**Your goal**
Please repeat every one of the records below word for word, leaving the pictures out.

[Stored items]
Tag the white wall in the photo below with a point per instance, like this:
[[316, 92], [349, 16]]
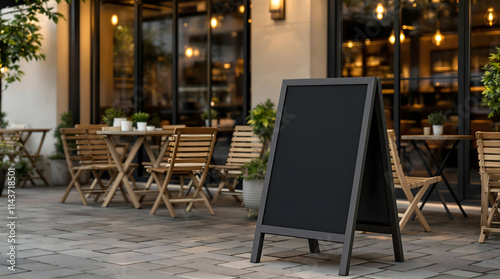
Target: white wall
[[33, 101], [291, 48]]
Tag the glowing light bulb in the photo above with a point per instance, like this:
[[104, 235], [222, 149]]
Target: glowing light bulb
[[380, 11], [490, 18], [214, 22], [114, 20], [189, 52], [438, 38]]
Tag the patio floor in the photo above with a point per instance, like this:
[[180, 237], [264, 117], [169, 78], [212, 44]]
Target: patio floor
[[73, 241]]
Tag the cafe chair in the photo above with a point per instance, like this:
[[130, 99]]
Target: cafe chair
[[190, 152], [407, 184], [245, 146], [82, 154], [488, 151]]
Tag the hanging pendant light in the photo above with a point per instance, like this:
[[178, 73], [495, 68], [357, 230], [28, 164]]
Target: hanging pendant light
[[392, 38], [490, 18], [438, 38], [380, 11]]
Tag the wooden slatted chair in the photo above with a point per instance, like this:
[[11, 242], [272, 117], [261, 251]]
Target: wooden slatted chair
[[407, 183], [79, 157], [190, 152], [488, 150], [245, 146]]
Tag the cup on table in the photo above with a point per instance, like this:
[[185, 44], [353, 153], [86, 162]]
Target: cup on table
[[126, 125], [427, 131], [117, 121]]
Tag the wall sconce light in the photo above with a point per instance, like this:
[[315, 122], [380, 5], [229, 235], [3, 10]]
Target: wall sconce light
[[214, 22], [380, 11], [114, 20], [189, 52], [392, 38], [490, 17], [438, 38], [277, 9]]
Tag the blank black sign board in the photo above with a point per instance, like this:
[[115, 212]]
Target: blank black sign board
[[329, 170]]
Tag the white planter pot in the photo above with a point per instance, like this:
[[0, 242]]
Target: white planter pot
[[141, 126], [59, 172], [252, 193], [437, 130]]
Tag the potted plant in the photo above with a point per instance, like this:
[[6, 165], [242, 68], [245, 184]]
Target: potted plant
[[491, 82], [7, 151], [58, 167], [213, 113], [261, 119], [437, 119], [111, 114], [141, 118]]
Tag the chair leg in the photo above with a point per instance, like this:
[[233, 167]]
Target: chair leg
[[163, 196], [485, 199]]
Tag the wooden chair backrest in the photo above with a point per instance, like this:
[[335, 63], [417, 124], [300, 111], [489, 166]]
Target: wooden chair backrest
[[397, 169], [488, 151], [76, 147], [245, 146], [192, 148], [11, 139]]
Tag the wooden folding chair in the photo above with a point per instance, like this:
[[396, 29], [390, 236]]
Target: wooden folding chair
[[488, 151], [245, 146], [190, 151], [80, 157], [407, 183]]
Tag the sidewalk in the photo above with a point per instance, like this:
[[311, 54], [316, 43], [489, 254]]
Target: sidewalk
[[73, 241]]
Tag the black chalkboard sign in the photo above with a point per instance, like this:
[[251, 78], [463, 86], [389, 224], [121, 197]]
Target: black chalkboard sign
[[329, 168]]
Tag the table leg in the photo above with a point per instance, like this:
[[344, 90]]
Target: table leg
[[122, 176]]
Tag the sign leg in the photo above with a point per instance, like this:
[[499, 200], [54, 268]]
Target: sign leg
[[313, 246], [258, 241]]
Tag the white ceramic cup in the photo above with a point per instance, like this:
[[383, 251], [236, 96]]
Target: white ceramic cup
[[126, 125], [141, 126], [117, 121]]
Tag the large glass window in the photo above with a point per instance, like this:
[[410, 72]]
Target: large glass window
[[368, 45], [116, 65], [157, 58]]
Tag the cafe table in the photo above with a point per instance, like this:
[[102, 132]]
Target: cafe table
[[415, 140], [141, 139], [24, 135]]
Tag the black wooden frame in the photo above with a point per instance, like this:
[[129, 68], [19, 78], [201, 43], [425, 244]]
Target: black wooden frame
[[373, 107]]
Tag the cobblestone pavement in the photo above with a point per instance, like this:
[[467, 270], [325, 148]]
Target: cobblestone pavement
[[73, 241]]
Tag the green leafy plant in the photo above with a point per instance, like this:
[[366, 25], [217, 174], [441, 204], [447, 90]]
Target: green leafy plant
[[8, 151], [262, 119], [20, 36], [491, 82], [110, 114], [255, 169], [3, 123], [436, 118], [213, 113], [22, 168], [66, 122], [140, 117]]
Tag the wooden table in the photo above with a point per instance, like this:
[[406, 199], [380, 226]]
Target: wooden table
[[440, 167], [24, 135], [123, 166]]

**Correct output**
Tag the white wall in the photo below with a point per instance, like this:
[[316, 92], [349, 16]]
Target: white wall
[[33, 101], [291, 48]]
Tag the glowing light bulb in the photo above with a point per instance, like this:
[[104, 235], [222, 149]]
Target: glowing light bulb
[[380, 11], [490, 18], [214, 22], [114, 20], [189, 52], [438, 38]]
Tag the patio floor in the photo above with a point per instance, like this:
[[180, 237], [264, 117], [169, 78], [212, 44]]
Target: patio floor
[[73, 241]]
Tag the cafe chair in the photo above with a point per instance, like this:
[[130, 99]]
Target: cafe chair
[[190, 152], [407, 184], [245, 146], [82, 154], [488, 151]]
Tag the hanging pendant light in the photo above with a point per instance, like this:
[[178, 73], [495, 68], [357, 230], [28, 164]]
Target: hanging pendant light
[[392, 38], [490, 18], [438, 38], [380, 11]]
Tag the wooden slatted chair in the photo above with a point per instance, like this:
[[11, 242], [272, 117], [261, 251]]
Target: wooden slatted chair
[[407, 183], [79, 157], [190, 152], [488, 150], [245, 146]]
Tag the cup on table in the photo above with a point per instance, like this:
[[185, 44], [353, 153], [86, 162]]
Target: cup on table
[[126, 125], [427, 131], [117, 121]]
Tag the wall sconce light in the photo above with a point per instance, like this:
[[315, 122], [380, 5], [229, 235], [3, 10]]
Target: wall sconce light
[[214, 22], [380, 11], [114, 20], [189, 52], [392, 38], [490, 17], [438, 38], [277, 9]]
Tag the blank black sign board in the photo above with a point per instance, like this:
[[115, 212]]
Target: blank black sign board
[[329, 170]]
Tag the white planter pot in the photo above with a point per instance, like this:
[[0, 242]]
Target: white planter pot
[[141, 126], [59, 172], [252, 193], [437, 130]]
Tag the potted plant in the photo above with a point per instance, like this:
[[6, 165], [242, 68], [245, 184]]
Target: potted plant
[[491, 82], [7, 151], [58, 167], [213, 113], [261, 119], [437, 119], [111, 114], [141, 118]]
Tag the chair leg in the photo above with a point per instance, like this:
[[233, 167]]
Target: chair leg
[[163, 196], [485, 199]]
Tag the wooden chair backrest in the photo above with a point per instance, like this:
[[335, 63], [417, 124], [300, 111], [489, 166]]
Target: wooden chair backrest
[[397, 169], [488, 151], [76, 147], [245, 146], [192, 148], [11, 139]]
Tag the wooden folding chair in the photo above with a point per instance, like this:
[[396, 29], [390, 236]]
Target: wooden folding chair
[[488, 151], [245, 146], [190, 151], [80, 157], [407, 183]]
Tag the sidewalk in the photo above with a point per instance, like this:
[[311, 54], [316, 43], [489, 254]]
Target: sidewalk
[[73, 241]]
Tag the black chalkboard sign in the photo above with a point per instance, like this:
[[251, 78], [463, 86], [389, 224], [121, 197]]
Target: black chalkboard sign
[[329, 168]]
Tag the table leg in the photo above with a point per instance, like this:
[[344, 90]]
Target: table leg
[[122, 176]]
Tag the sign leg in the photo above with a point per instance, like this:
[[499, 200], [54, 268]]
Target: sign leg
[[313, 246], [258, 241]]
Tag the white ceramic cup in the photo above with a point per instance, like this:
[[383, 251], [236, 96]]
Target: white ceramic cup
[[126, 125], [141, 126], [117, 121]]
Tag the large glass window in the photo above with a point per instance, like this:
[[410, 72]]
Target: large glass window
[[368, 45], [116, 65], [157, 58]]
Tag the cafe table in the photo above with a point per instance, like this:
[[102, 132]]
Target: cafe table
[[415, 140], [141, 139], [24, 135]]
Tag the black wooden frame in the photo above with a point per instance, like this:
[[129, 68], [19, 78], [201, 43], [425, 244]]
Target: black wooden frame
[[373, 107]]
Tag the cobblestone pavement in the photo above with a point per instance, like this:
[[467, 270], [325, 148]]
Target: cobblestone pavement
[[73, 241]]
Tag the green leafy plant in the photo above with a point per instance, like this:
[[366, 25], [217, 174], [441, 204], [447, 90]]
Target: green leafy plant
[[8, 151], [262, 119], [20, 36], [491, 82], [110, 114], [255, 169], [3, 123], [436, 118], [213, 113], [22, 168], [66, 122], [140, 117]]
Tag the wooden table in the photo above with a point per instance, like this:
[[406, 199], [380, 226]]
Target: wooden table
[[440, 167], [24, 135], [123, 166]]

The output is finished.